**Given data**
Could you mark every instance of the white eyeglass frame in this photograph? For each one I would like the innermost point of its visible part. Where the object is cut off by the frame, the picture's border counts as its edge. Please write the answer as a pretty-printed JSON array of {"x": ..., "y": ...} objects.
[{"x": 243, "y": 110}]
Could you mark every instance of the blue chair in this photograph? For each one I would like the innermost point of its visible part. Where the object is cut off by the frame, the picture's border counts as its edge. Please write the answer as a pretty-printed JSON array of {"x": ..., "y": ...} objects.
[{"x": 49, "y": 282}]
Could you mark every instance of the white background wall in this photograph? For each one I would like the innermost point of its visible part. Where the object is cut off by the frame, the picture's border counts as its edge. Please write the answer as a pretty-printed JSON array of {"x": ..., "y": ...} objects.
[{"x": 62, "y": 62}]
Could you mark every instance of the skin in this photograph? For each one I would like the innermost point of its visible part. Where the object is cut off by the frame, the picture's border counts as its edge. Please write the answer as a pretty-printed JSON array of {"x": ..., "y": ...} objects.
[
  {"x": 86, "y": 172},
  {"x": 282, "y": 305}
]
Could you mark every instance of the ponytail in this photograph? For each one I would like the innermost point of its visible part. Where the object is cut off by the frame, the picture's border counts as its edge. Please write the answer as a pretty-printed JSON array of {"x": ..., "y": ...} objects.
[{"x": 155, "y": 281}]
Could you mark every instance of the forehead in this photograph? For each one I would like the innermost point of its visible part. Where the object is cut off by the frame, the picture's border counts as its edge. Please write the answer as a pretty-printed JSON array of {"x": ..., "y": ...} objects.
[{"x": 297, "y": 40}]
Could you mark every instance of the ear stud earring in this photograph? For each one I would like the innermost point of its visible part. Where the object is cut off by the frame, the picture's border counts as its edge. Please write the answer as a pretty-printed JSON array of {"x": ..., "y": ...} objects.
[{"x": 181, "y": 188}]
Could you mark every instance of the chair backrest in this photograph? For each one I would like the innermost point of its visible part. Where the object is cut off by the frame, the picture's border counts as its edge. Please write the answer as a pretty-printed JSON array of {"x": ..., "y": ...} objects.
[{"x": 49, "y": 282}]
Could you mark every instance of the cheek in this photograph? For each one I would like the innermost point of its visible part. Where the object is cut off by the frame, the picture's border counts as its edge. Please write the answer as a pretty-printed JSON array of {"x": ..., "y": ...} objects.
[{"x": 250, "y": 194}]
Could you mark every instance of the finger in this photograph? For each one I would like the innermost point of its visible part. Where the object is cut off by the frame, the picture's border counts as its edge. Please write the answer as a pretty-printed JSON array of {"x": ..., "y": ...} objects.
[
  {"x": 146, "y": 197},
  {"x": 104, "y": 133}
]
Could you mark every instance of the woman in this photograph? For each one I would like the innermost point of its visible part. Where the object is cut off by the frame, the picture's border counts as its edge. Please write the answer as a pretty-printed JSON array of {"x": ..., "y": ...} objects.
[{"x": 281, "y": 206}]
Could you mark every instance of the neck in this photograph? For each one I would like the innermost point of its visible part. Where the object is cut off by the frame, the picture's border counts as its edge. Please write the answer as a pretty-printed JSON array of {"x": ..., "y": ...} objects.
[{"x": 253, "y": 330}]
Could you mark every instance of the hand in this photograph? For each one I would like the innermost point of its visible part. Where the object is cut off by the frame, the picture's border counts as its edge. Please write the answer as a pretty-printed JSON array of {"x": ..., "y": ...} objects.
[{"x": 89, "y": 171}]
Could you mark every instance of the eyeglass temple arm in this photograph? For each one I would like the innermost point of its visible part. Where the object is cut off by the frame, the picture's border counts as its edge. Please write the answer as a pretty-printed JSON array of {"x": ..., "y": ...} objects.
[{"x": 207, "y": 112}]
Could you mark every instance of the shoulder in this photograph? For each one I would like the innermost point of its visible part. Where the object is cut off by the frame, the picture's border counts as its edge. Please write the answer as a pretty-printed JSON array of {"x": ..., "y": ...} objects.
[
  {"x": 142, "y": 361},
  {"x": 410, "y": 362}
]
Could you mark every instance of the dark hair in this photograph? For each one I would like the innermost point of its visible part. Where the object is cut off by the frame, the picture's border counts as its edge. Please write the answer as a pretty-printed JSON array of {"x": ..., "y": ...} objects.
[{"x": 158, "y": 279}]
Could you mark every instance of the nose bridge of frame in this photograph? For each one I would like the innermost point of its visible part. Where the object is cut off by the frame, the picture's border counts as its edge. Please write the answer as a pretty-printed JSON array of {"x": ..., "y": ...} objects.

**What is being asked**
The answer must be the full listing, repeated exactly.

**Response box**
Could you mark every instance of the white eyeglass frame in this photograph? For each one I would like the innermost point of its visible part. Where the object is cut off by the frame, the picture's border counts as its edge. Please write the answer as a pretty-printed JSON array of {"x": ..., "y": ...} objects.
[{"x": 243, "y": 110}]
Could you mark every instance of the blue chair in this photograph? For each one I would like the innermost point of its visible part. Where the object is cut off by the frame, the picture's border counts as its edge. Please write the answer as a pretty-printed JSON array of {"x": ..., "y": ...} objects.
[{"x": 49, "y": 282}]
Could you mark every instance of the white background wall in this photograph? For each one I would like the innermost point of its visible part. Where the object is cut off by the frame, the picture's border counts as its edge. Please write the answer as a pretty-printed JSON array of {"x": ..., "y": ...} objects.
[{"x": 62, "y": 62}]
Could you mark every instance of the skin in this photograph? For each one I would like the innermost point of its visible part. Where the object is cut off by the frame, the picture's border counts as its edge. Please write the answer as a pretty-printed JSON array of {"x": ..., "y": ...} objects.
[
  {"x": 86, "y": 172},
  {"x": 282, "y": 305}
]
Could you mark every instance of the ponytail in this photograph? For each one I would like the innermost point of its visible part. Where the object is cut off by the frame, the picture's border counts as its edge. Please write the answer as a pretty-printed JSON array of {"x": ..., "y": ...} objects.
[{"x": 155, "y": 281}]
Could you mark every instance of the forehead in this photograph? For each one I would like the innermost point of its visible part. Where the object is cut off by the frame, the picture's border counts as its edge. Please write the answer as a pretty-printed JSON array of {"x": ..., "y": ...} objects.
[{"x": 297, "y": 40}]
Could you mark every instance of the ear stud earring in this photograph? For each one I would like the innermost point of its visible part. Where the object is cut off by the frame, the picture's border counts as its edge. Please write the answer as a pretty-printed JSON array of {"x": ..., "y": ...} objects.
[{"x": 181, "y": 188}]
Could you mark every instance of the chair backrest in this photograph? For each one I would like the innermost point of its visible part. Where the object is cut off by the frame, the picture's border counts as its edge. Please write the answer as a pretty-printed JSON array of {"x": ..., "y": ...} objects.
[{"x": 49, "y": 282}]
Could you mark every instance of the cheek in this photograph? For each one I would like the innermost point of its visible part. Where the object is cut off by the frame, the picture's border counts as its edge. Please write the answer as a pretty-printed JSON array of {"x": ..., "y": ...} objects.
[{"x": 250, "y": 194}]
Could you mark every instance of the finger in this photograph? For each one I would like the innermost point of its visible part. Where the object is cut off by the frame, the picture's border counts as its edge. Please write the answer as a pretty-printed JSON array of {"x": ..., "y": ...} objects.
[
  {"x": 146, "y": 197},
  {"x": 104, "y": 133}
]
Could you mark every instance of the woman in this photograph? For each one I would like the innermost point of its visible part. Where the object is cut off by the frame, the picture's border counts as its edge. Please write the answer as a pretty-printed JSON array of {"x": ..., "y": ...} objects.
[{"x": 281, "y": 206}]
Could you mark every instance of the neck in this photograph? For each one I would like the innermost point of its visible part. Where the object is cut off by the frame, the picture's border counts as its edge. Please write the answer as a pretty-printed JSON array of {"x": ..., "y": ...} objects.
[{"x": 253, "y": 330}]
Could you mark every instance of the hand in this photograph? For each one I would like the innermost point of its visible part. Where the object is cut off by the frame, the picture's border counts as its edge. Please write the answer as a pretty-printed JSON array of {"x": ..., "y": ...} objects.
[{"x": 89, "y": 171}]
Could you mark every instance of the eyeglass temple arm in this photograph? For each one I would like the innermost point of its visible part. Where the object is cut off by the frame, the picture's border counts as its edge. Please write the answer as a pretty-printed JSON array of {"x": ..., "y": ...} objects.
[{"x": 207, "y": 112}]
Could you mark every instance of the shoulder in this photograph? For each one I would like the innermost point of its visible part. Where the object is cut off by the frame, the picture's border counts as its edge. Please write the answer as a pretty-printed JSON array of {"x": ..., "y": ...} objects.
[
  {"x": 142, "y": 361},
  {"x": 410, "y": 362}
]
Could you mark every instance of the dark hair in this photograph? For each one I would like the innermost point of its visible part. Where the object is cut off by the frame, the picture's border counts as its edge. Please write the answer as a pretty-printed JSON array of {"x": ..., "y": ...} objects.
[{"x": 158, "y": 279}]
Could you mark every instance of the nose bridge of frame in this photograph? For each one I would like the innermost point of its visible part. Where the object is cut off by the frame, the picture's border counts as its edge. Please write the answer as a pretty-printed JSON array of {"x": ..., "y": ...} objects.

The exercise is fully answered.